**Fragmento del documento**
————
Cada falsificación, cada dato inventado, cada media verdad, es una mancha de aceite en el mundo de la ciencia, cuyos efectos se extienden en el tiempo haciendo difícil predecir sus resultados a medio y largo plazo. Cada falsificador encumbrado es una generación de científicos que han tenido que dirigir sus investigaciones en una dirección más que dudosa si querían recibir ayudas y subvenciones para sus estudios. Cada artículo retirado es una denuncia contra un sistema, el sistema creado por una industria cultural que ha usurpado el papel de faro de la cientificidad con la nada disimulada intención de hacer caja y envolver cada verdad en una bruma de mentiras.
————
**Datos mostrados**
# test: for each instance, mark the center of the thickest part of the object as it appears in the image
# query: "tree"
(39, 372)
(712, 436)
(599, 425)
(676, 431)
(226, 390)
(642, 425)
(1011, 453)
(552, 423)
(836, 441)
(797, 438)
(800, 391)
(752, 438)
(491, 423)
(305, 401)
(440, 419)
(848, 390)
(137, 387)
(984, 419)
————
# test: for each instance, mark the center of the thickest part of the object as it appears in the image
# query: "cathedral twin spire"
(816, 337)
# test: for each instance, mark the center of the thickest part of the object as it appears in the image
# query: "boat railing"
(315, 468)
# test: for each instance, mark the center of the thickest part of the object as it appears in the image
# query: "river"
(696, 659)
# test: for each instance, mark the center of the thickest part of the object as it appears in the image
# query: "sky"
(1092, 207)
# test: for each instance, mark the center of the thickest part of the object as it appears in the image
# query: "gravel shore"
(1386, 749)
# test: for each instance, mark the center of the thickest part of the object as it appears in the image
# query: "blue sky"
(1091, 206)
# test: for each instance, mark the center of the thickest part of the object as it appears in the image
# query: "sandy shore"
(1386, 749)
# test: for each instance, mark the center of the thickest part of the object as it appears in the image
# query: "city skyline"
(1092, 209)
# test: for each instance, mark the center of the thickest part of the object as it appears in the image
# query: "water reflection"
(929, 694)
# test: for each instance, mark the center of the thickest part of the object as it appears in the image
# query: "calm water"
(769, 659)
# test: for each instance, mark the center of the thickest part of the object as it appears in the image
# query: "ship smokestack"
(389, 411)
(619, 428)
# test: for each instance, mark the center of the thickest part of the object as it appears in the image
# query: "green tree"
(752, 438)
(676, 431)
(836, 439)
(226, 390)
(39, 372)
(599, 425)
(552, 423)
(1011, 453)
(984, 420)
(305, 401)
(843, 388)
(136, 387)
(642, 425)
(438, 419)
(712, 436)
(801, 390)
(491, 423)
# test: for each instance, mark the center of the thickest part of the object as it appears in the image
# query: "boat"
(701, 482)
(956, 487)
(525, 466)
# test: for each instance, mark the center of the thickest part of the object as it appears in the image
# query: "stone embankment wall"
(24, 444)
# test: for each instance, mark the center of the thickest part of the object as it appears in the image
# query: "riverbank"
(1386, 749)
————
**Tarea A**
Decide si cada afirmación concuerda con el fragmento del documento. Responde sí o no y cita textualmente las palabras que lo deciden.
(i) Los efectos de cada falsificación se extienden en el tiempo.
(ii) Los resultados de una falsificación son fáciles de predecir a medio y largo plazo.
(iii) Cada artículo retirado es una denuncia contra un sistema.
**Tarea B**
Repite sin cambios el pasaje del fragmento del documento que comienza con "Cada falsificación, cada" y sigue hasta "bruma de mentiras.".

**Respuesta A**
(i) Sí: «cuyos efectos se extienden en el tiempo».
(ii) No: «haciendo difícil predecir sus resultados a medio y largo plazo».
(iii) Sí: «Cada artículo retirado es una denuncia contra un sistema».

**Respuesta B**
Cada falsificación, cada dato inventado, cada media verdad, es una mancha de aceite en el mundo de la ciencia, cuyos efectos se extienden en el tiempo haciendo difícil predecir sus resultados a medio y largo plazo. Cada falsificador encumbrado es una generación de científicos que han tenido que dirigir sus investigaciones en una dirección más que dudosa si querían recibir ayudas y subvenciones para sus estudios. Cada artículo retirado es una denuncia contra un sistema, el sistema creado por una industria cultural que ha usurpado el papel de faro de la cientificidad con la nada disimulada intención de hacer caja y envolver cada verdad en una bruma de mentiras.